Try it:
Please reproduce exactly the line that contains "Question. For each instance of the grass lawn" and every line after it through the end of the records below, adding nothing else.

Source records:
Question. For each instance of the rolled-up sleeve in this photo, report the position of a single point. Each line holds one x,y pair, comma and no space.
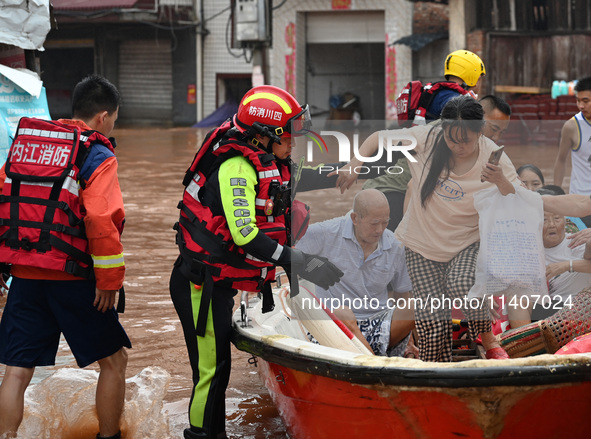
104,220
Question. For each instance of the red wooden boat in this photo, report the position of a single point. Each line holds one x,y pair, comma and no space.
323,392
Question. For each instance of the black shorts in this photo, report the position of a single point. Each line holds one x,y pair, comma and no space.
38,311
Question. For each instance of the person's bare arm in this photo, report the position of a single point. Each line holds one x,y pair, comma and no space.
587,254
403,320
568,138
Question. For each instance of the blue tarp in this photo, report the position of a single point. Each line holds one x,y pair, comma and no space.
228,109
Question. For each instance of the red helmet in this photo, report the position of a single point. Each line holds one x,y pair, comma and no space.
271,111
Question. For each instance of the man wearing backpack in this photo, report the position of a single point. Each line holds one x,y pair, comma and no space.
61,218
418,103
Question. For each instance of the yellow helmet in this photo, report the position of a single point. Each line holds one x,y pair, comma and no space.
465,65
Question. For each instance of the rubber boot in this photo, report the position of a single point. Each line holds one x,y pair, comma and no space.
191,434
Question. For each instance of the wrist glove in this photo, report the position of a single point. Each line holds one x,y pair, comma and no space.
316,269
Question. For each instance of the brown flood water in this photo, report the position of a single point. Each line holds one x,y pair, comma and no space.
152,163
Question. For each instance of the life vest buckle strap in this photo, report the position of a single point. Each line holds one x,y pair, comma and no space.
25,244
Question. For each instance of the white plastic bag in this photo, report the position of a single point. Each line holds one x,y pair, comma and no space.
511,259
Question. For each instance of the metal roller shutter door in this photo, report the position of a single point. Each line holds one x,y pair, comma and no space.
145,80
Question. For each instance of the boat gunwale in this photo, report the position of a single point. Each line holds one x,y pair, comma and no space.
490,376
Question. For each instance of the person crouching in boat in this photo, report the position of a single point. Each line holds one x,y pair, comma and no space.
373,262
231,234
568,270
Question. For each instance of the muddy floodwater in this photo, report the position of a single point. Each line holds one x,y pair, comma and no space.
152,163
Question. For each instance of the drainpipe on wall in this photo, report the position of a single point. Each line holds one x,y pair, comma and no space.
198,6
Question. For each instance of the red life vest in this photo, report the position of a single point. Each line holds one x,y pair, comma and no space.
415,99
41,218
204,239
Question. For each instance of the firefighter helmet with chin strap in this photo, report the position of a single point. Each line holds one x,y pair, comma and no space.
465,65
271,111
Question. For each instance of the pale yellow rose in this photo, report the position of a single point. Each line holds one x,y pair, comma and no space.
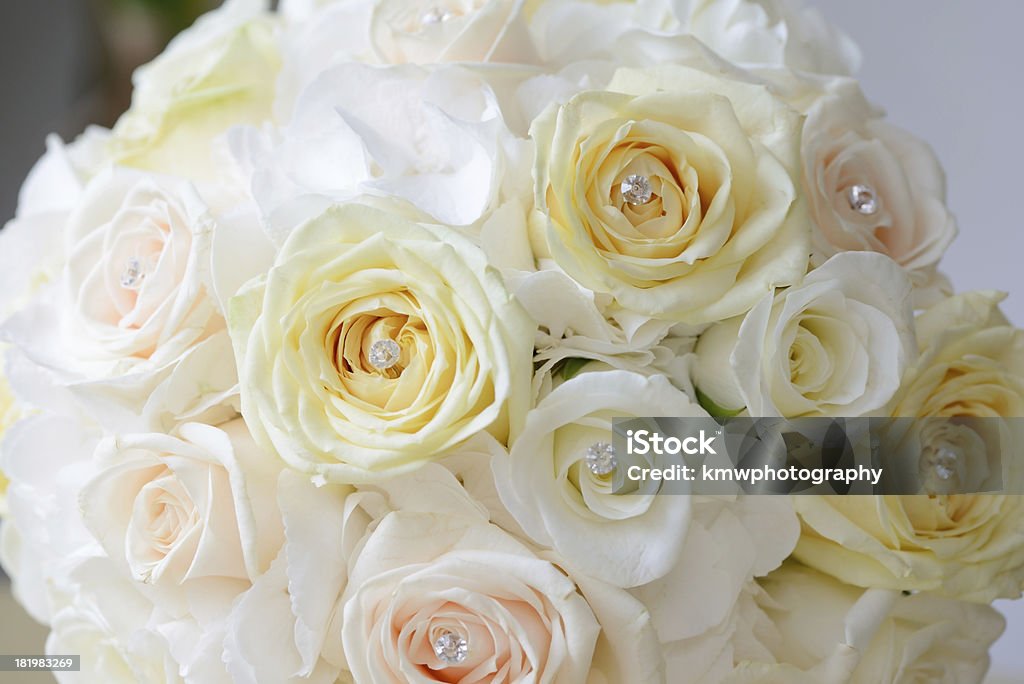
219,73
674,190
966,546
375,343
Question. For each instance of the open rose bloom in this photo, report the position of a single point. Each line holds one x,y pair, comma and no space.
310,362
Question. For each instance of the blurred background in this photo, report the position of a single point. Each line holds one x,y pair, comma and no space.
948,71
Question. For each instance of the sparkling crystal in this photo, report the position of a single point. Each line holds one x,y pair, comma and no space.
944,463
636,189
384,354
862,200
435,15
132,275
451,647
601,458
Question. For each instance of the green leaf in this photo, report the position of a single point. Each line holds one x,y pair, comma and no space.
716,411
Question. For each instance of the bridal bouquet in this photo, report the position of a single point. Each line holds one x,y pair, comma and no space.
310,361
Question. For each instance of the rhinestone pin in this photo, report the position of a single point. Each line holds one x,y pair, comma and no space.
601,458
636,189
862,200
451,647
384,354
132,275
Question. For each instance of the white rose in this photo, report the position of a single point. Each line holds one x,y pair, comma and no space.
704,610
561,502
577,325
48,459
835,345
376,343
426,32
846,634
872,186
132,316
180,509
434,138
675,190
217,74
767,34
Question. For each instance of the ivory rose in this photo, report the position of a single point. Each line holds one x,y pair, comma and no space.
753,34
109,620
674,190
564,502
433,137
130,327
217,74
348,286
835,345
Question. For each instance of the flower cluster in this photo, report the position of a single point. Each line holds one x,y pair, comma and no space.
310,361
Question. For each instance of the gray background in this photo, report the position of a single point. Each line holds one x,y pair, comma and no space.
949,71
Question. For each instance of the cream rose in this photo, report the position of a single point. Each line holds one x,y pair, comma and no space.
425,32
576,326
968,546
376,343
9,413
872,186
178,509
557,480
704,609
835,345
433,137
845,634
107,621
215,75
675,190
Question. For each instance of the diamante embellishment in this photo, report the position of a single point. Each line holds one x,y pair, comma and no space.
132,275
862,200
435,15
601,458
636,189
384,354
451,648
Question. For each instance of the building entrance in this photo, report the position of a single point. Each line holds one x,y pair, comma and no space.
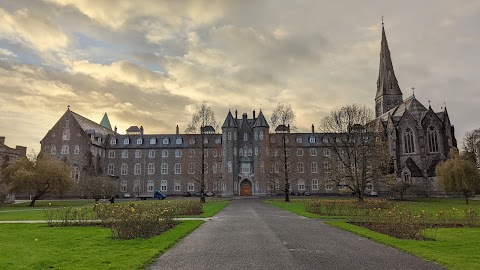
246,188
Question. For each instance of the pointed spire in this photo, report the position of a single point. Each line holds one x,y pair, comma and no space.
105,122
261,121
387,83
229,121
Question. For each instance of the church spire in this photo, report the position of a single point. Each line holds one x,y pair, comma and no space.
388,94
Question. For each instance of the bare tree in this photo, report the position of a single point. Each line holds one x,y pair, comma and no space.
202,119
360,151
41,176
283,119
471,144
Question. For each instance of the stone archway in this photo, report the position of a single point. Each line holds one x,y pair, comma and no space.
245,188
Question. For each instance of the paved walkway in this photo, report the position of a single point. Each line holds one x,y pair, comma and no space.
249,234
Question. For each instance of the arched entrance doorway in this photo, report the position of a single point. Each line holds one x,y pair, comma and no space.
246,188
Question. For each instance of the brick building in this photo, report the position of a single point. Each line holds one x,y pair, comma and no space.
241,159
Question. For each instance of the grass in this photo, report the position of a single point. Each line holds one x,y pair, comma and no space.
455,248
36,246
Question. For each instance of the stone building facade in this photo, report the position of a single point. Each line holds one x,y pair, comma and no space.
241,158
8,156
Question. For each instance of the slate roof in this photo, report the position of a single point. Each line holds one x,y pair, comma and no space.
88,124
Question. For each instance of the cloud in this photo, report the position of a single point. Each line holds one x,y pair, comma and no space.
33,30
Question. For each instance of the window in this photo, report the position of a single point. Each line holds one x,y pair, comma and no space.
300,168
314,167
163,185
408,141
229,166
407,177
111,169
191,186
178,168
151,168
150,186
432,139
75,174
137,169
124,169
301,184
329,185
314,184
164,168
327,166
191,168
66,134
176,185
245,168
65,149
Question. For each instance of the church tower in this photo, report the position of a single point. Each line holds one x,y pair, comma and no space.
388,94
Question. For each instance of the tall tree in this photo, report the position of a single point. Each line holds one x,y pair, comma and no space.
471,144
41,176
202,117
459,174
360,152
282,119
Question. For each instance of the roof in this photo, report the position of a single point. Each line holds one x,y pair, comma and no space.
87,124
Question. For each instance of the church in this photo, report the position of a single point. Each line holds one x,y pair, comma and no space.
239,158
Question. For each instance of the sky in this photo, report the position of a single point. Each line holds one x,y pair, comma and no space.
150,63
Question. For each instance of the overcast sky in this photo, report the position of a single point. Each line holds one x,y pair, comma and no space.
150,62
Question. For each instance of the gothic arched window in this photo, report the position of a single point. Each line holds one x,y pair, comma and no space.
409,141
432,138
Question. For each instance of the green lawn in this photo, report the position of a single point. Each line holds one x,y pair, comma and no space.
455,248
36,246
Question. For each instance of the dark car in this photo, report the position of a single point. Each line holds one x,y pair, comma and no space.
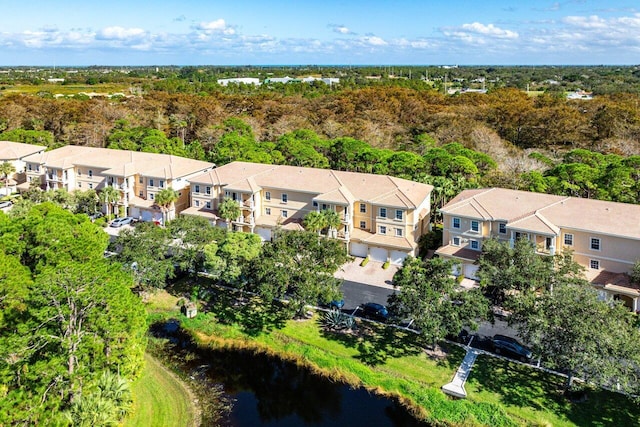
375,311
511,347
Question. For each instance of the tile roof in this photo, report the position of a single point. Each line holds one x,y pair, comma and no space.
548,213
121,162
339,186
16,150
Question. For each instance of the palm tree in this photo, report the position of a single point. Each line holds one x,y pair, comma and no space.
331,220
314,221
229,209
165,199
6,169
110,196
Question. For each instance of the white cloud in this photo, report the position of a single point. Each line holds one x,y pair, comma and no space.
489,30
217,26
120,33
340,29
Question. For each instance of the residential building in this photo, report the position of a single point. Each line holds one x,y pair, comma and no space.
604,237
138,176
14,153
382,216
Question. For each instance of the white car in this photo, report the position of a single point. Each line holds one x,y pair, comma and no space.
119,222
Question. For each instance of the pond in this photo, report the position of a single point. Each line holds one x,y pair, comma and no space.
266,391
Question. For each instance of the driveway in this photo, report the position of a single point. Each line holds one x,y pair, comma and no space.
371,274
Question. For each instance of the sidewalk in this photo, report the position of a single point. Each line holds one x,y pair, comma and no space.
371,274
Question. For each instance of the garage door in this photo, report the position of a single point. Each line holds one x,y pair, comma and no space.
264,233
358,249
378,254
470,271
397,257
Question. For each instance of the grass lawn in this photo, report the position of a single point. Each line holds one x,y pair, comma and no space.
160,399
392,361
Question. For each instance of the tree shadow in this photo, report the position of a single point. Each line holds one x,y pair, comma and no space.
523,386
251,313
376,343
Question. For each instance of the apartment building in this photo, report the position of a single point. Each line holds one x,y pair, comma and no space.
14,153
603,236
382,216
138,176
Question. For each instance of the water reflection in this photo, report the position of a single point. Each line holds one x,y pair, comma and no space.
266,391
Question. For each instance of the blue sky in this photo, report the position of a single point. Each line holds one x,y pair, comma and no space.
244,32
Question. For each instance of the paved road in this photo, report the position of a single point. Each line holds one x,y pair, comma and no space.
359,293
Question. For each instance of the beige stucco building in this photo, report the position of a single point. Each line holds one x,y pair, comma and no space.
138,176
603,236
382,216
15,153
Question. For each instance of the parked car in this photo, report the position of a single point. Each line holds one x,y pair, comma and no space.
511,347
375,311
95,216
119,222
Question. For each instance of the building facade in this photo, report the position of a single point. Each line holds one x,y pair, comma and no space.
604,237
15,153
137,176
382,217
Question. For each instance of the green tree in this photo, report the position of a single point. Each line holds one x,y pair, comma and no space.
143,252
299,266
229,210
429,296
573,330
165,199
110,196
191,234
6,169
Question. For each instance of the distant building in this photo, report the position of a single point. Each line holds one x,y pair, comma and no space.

Task response:
Question. For each instance of the grass lawn in this photo, report the position of a single point. Each line holds one x,y pair, comma and no space.
160,399
392,361
Question. For each instance of the tree shadow in this photo, report the position of a single point. Each line holds one x,y pair, comma and no space.
523,386
251,313
376,343
Question. For each instance of the apartment building in this photo, report the position of a single point. Each line holds one x,y pair, comma and no space.
14,153
603,236
382,216
138,176
Question. For each instance of the water reflection in this photo, report the position of a single point. Each line holds one x,y pair, comma and no space.
266,391
Question. For each instance of the blue sky in this photo, report the position of a single point. Each line holds one x,y pair, comma and no space.
244,32
Question. For each instance of the paved road in this photo, report the position of a single point. Each line holds one x,y pair, comma and no space.
359,293
Question. For each instance of the beige stucco building in this photo, report the position of a single point. Each line holds one x,y pair, comma and no space.
138,176
603,236
382,216
15,153
Question. For each instance of the parked car in this photo, report the position of a single point. Each line holds one x,y pair, comma and no space.
511,347
375,311
95,216
119,222
Question. For each instance of the building facade in this photo, report the position of a single point. Each line holds one x,y pair, comma and no space.
604,237
15,153
137,176
382,217
Question. For each instance of the green tree in this photo, report the position of a single point. Each line holds one x,y pair, comma and no space.
143,252
299,266
229,210
429,296
573,330
165,199
110,196
191,234
6,169
Question. For each instance of the distant building in this photo, report the position of a single point. Each line holds one x,y pair, comma and no space.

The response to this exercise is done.